Hospital where ‘mothers could leave with wrong baby’ is ordered to improve security
Some babies born at the Royal London Hospital in Whitechapel weren’t being given name tags, which could lead them going home with the wrong families or being given medication meant for another baby, according to the Care Quality Commission (CQC).
Inspectors who visited the hospital in July said the “lax” practice of checking babies’ name bands could create a “risk that a baby might receive medication intended for another baby, and mother might leave the unit with the wrong baby.”
Last year, there were 4,645 babies born at the hospital, the largest in Europe.
There were also not enough midwives on the delivery suite to provide safe cover for all women, and midwives had been ordered by managers not to raise concerns about low staff numbers, CQC said.
Inspectors also said they observed some “intra-cultural issues and some bullying behavior,” both among groups of midwives and between midwives and patients.
There was a “mixed” view about how caring staff were at the hospital. One mother told inspectors she was treated as “childish” because she was upset her baby had been taken into special care.
The CQC has ordered that the Barts Health NHS Trust, which runs the hospital, must “urgently” improve security in maternity after the service was found to be “inadequate.”
Issues with another hospital run by the same organization, Whipps Cross University Hospital, was also condemned by inspectors who said they did not find a single element of “outstanding care” across the whole hospital.
The CQC said there were “many examples of a lack of compassion towards patients nearing the end of their lives.”
Inspectors said one dying patient in an East London hospital asked for vegetarian food, only to be told by a nurse, “You will not get a vegetarian diet in here. Who do you think you are, in a hotel?”
The CQC said “One patient looked dirty with stains all down the front of their nightwear and staff had neither noticed it nor took any actions to wash and care for the patient.
“On a few instances, during our unannounced visit, we observed patients were visibly in pain, but staff did not respond to this by providing them with analgesia.”

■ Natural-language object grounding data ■
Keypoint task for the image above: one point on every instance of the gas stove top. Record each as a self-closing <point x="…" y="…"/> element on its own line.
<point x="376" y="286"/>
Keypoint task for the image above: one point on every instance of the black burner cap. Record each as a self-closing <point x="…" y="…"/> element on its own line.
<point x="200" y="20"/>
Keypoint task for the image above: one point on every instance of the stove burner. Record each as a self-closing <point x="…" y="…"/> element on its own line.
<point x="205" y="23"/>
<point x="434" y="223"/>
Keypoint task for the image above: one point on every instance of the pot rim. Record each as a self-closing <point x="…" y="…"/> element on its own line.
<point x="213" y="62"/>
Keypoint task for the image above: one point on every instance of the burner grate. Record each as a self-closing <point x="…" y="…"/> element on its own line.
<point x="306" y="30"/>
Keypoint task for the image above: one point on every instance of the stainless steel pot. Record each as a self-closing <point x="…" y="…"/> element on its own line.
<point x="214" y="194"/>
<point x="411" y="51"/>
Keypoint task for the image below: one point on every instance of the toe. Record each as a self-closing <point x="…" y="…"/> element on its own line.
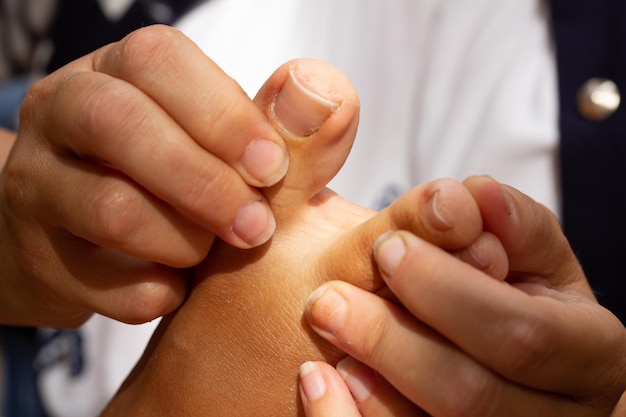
<point x="315" y="108"/>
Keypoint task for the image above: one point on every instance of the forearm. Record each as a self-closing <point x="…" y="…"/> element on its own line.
<point x="7" y="138"/>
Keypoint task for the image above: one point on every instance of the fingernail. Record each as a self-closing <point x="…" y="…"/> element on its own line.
<point x="389" y="250"/>
<point x="327" y="310"/>
<point x="359" y="378"/>
<point x="312" y="381"/>
<point x="265" y="161"/>
<point x="435" y="214"/>
<point x="254" y="223"/>
<point x="299" y="109"/>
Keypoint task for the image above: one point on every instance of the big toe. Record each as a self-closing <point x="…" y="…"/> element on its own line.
<point x="315" y="108"/>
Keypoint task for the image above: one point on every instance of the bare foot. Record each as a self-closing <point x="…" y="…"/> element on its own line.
<point x="234" y="348"/>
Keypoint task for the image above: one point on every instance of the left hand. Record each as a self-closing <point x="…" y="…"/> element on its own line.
<point x="465" y="344"/>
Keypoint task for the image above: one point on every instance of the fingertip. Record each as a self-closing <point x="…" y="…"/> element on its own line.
<point x="254" y="225"/>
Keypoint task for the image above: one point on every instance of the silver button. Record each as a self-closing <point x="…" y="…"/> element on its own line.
<point x="598" y="99"/>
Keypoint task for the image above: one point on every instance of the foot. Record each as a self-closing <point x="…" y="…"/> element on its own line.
<point x="236" y="345"/>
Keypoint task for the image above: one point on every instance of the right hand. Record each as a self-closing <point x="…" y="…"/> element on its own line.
<point x="127" y="164"/>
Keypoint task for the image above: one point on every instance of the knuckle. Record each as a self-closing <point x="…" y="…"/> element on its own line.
<point x="111" y="111"/>
<point x="528" y="345"/>
<point x="114" y="214"/>
<point x="146" y="49"/>
<point x="374" y="341"/>
<point x="473" y="393"/>
<point x="37" y="94"/>
<point x="211" y="194"/>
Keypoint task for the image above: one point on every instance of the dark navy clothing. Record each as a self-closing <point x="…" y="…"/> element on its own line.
<point x="591" y="42"/>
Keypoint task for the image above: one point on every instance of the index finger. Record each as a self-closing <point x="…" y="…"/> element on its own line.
<point x="207" y="103"/>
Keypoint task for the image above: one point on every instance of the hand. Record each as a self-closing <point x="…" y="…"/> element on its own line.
<point x="126" y="165"/>
<point x="465" y="344"/>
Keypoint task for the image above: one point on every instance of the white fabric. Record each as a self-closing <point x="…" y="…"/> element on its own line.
<point x="448" y="88"/>
<point x="111" y="349"/>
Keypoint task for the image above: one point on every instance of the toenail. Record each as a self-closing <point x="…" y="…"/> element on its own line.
<point x="265" y="161"/>
<point x="359" y="378"/>
<point x="254" y="223"/>
<point x="327" y="310"/>
<point x="300" y="110"/>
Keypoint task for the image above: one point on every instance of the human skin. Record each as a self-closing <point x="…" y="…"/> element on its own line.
<point x="126" y="165"/>
<point x="235" y="346"/>
<point x="539" y="345"/>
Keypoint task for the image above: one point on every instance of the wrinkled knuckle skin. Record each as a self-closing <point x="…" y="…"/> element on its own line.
<point x="115" y="215"/>
<point x="146" y="49"/>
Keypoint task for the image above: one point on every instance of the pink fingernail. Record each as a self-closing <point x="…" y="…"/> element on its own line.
<point x="312" y="381"/>
<point x="299" y="109"/>
<point x="359" y="378"/>
<point x="265" y="161"/>
<point x="254" y="223"/>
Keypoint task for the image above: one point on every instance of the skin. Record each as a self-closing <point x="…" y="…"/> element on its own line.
<point x="538" y="345"/>
<point x="136" y="163"/>
<point x="235" y="346"/>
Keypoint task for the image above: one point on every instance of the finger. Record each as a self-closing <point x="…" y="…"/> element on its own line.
<point x="620" y="409"/>
<point x="529" y="232"/>
<point x="114" y="122"/>
<point x="486" y="254"/>
<point x="374" y="395"/>
<point x="324" y="393"/>
<point x="115" y="214"/>
<point x="525" y="338"/>
<point x="200" y="97"/>
<point x="423" y="366"/>
<point x="441" y="211"/>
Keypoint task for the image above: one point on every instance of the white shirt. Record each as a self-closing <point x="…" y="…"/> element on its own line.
<point x="448" y="88"/>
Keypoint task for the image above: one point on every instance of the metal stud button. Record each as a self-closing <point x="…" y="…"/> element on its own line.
<point x="598" y="99"/>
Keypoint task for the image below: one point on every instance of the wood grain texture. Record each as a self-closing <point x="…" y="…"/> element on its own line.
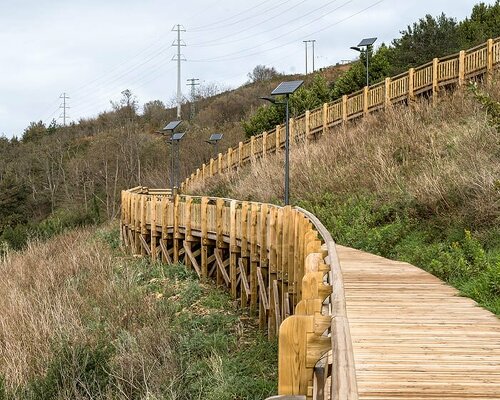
<point x="414" y="337"/>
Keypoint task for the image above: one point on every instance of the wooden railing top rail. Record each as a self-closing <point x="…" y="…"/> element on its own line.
<point x="424" y="78"/>
<point x="269" y="230"/>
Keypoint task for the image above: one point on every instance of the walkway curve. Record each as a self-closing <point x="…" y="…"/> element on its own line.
<point x="414" y="337"/>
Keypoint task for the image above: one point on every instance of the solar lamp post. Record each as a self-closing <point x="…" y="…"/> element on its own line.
<point x="214" y="140"/>
<point x="174" y="140"/>
<point x="285" y="89"/>
<point x="366" y="43"/>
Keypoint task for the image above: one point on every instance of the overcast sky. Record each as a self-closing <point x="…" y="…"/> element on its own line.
<point x="94" y="49"/>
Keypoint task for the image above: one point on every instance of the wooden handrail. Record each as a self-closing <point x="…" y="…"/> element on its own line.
<point x="453" y="69"/>
<point x="281" y="262"/>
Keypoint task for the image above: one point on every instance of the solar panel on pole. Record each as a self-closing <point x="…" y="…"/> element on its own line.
<point x="286" y="88"/>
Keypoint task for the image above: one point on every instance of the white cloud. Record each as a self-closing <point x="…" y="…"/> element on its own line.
<point x="94" y="49"/>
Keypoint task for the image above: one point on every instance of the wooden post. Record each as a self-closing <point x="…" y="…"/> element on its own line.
<point x="387" y="97"/>
<point x="264" y="267"/>
<point x="244" y="250"/>
<point x="164" y="230"/>
<point x="154" y="233"/>
<point x="219" y="234"/>
<point x="365" y="100"/>
<point x="187" y="229"/>
<point x="344" y="108"/>
<point x="144" y="231"/>
<point x="308" y="124"/>
<point x="461" y="68"/>
<point x="254" y="258"/>
<point x="233" y="249"/>
<point x="204" y="238"/>
<point x="325" y="117"/>
<point x="240" y="154"/>
<point x="291" y="130"/>
<point x="411" y="84"/>
<point x="229" y="158"/>
<point x="435" y="82"/>
<point x="176" y="233"/>
<point x="272" y="328"/>
<point x="278" y="139"/>
<point x="489" y="62"/>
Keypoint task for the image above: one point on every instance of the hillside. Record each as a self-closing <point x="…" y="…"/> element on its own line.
<point x="81" y="320"/>
<point x="418" y="184"/>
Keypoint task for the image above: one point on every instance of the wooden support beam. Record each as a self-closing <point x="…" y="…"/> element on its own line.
<point x="222" y="267"/>
<point x="244" y="279"/>
<point x="145" y="246"/>
<point x="192" y="258"/>
<point x="166" y="254"/>
<point x="262" y="289"/>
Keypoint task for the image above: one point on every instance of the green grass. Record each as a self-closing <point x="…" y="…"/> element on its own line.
<point x="469" y="261"/>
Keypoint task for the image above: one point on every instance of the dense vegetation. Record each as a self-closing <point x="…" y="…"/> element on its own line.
<point x="82" y="321"/>
<point x="417" y="184"/>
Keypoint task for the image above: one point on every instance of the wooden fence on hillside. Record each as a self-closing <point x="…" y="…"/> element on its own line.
<point x="280" y="262"/>
<point x="428" y="79"/>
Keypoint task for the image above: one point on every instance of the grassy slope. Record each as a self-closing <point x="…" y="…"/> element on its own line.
<point x="79" y="320"/>
<point x="418" y="184"/>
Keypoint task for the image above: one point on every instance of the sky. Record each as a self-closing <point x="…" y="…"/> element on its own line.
<point x="92" y="50"/>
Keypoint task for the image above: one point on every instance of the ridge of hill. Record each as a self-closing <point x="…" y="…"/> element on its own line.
<point x="417" y="184"/>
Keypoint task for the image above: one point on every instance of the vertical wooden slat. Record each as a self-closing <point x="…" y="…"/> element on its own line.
<point x="325" y="117"/>
<point x="233" y="249"/>
<point x="435" y="82"/>
<point x="344" y="108"/>
<point x="204" y="237"/>
<point x="244" y="247"/>
<point x="176" y="233"/>
<point x="254" y="258"/>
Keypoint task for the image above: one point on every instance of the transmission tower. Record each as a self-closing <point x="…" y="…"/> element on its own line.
<point x="178" y="57"/>
<point x="193" y="82"/>
<point x="64" y="106"/>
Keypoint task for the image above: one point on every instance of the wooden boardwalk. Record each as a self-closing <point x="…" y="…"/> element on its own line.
<point x="414" y="337"/>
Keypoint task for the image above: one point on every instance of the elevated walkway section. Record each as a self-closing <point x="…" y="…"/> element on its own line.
<point x="413" y="336"/>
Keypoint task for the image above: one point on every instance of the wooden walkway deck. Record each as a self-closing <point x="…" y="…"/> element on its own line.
<point x="414" y="337"/>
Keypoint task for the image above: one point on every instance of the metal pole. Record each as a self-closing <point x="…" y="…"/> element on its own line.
<point x="314" y="41"/>
<point x="287" y="155"/>
<point x="305" y="42"/>
<point x="179" y="98"/>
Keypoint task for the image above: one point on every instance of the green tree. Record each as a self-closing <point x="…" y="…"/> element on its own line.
<point x="428" y="38"/>
<point x="483" y="24"/>
<point x="34" y="132"/>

■ Task requirements ■
a. Copy out the part of the hospital article that begins at the words "Last year, there" and ends after the words "numbers, CQC said.".
b. Answer these questions from the hospital article:
(i) How many babies were born at the Royal London Hospital last year?
(ii) In what month did inspectors visit the Royal London Hospital?
(iii) Which trust runs the Royal London Hospital?
c. List every organization or institution named in the hospital article.
The entries are separate material and have no connection to the hospital article.

■ Activity answers ■
a.
Last year, there were 4,645 babies born at the hospital, the largest in Europe.
There were also not enough midwives on the delivery suite to provide safe cover for all women, and midwives had been ordered by managers not to raise concerns about low staff numbers, CQC said.

b.
(i) 4,645
(ii) July
(iii) The Barts Health NHS Trust

c.
Royal London Hospital
Care Quality Commission (CQC)
Barts Health NHS Trust
Whipps Cross University Hospital